Pick out every line in the records below that contains the word "trunk", and copy each of those lines.
===== LISTING
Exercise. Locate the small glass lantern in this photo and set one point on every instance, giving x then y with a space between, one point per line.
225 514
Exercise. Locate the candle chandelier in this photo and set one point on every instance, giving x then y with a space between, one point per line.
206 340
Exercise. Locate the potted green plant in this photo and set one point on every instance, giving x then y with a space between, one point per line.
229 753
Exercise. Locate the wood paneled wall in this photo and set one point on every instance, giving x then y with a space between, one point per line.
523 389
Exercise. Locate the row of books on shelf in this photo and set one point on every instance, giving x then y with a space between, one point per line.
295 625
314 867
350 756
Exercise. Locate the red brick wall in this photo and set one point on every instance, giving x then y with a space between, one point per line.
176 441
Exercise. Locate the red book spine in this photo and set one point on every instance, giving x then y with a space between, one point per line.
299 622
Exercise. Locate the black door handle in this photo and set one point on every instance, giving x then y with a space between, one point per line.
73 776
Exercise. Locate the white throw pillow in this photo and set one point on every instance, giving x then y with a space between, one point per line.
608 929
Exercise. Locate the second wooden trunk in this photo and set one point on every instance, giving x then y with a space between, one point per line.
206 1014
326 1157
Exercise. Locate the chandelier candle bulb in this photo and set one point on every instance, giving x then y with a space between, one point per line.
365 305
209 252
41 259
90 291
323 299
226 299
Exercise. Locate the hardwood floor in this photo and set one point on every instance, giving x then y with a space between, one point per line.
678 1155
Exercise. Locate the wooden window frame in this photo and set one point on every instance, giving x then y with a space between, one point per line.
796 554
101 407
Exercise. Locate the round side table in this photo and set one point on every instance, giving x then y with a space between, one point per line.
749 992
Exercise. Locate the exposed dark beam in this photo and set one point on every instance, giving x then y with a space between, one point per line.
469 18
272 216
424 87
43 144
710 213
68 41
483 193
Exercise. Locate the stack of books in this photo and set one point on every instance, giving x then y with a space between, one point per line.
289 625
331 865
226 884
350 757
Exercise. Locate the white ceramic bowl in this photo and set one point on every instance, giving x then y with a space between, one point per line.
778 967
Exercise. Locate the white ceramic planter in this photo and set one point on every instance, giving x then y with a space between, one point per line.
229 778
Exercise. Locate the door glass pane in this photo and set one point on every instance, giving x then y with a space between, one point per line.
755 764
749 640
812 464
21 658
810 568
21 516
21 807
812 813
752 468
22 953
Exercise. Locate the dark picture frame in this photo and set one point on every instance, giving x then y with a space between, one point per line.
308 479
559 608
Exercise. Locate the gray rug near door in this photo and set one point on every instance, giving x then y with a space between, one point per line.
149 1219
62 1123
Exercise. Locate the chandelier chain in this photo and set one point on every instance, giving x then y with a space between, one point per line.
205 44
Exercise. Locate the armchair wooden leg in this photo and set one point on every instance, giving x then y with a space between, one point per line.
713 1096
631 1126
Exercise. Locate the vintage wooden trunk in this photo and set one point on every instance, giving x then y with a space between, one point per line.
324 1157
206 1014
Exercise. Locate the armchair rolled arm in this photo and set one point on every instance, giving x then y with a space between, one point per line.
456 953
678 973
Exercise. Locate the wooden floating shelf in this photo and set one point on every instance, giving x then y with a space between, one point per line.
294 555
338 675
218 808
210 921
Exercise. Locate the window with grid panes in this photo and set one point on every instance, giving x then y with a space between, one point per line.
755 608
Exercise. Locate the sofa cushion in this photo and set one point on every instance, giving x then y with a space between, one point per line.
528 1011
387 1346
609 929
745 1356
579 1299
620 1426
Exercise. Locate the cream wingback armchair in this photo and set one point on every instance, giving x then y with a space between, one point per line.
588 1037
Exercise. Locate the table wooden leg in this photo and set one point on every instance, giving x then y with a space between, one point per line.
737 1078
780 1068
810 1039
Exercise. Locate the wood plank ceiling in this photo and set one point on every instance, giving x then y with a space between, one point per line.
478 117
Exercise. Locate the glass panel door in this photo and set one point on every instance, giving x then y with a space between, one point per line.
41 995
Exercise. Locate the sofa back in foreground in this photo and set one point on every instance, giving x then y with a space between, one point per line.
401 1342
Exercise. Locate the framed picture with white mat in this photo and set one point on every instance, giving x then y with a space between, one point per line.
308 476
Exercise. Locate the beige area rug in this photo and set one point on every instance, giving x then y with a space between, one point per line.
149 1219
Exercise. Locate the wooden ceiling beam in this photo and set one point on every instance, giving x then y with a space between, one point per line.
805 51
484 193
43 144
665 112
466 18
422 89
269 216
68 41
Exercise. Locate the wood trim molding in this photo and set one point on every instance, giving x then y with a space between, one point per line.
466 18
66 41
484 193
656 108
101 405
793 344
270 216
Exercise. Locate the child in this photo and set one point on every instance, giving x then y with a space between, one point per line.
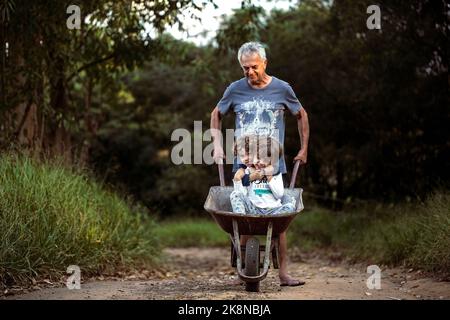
==========
THE ANSWER —
Exercise. Locate the second wooden trunk in this photo and set one point on every instance, giving x then y with a space between, one point per line.
Exercise. Locate the vintage wooden trunk in this photo and set one point on every instance, giving x then y with a space between, one point per line.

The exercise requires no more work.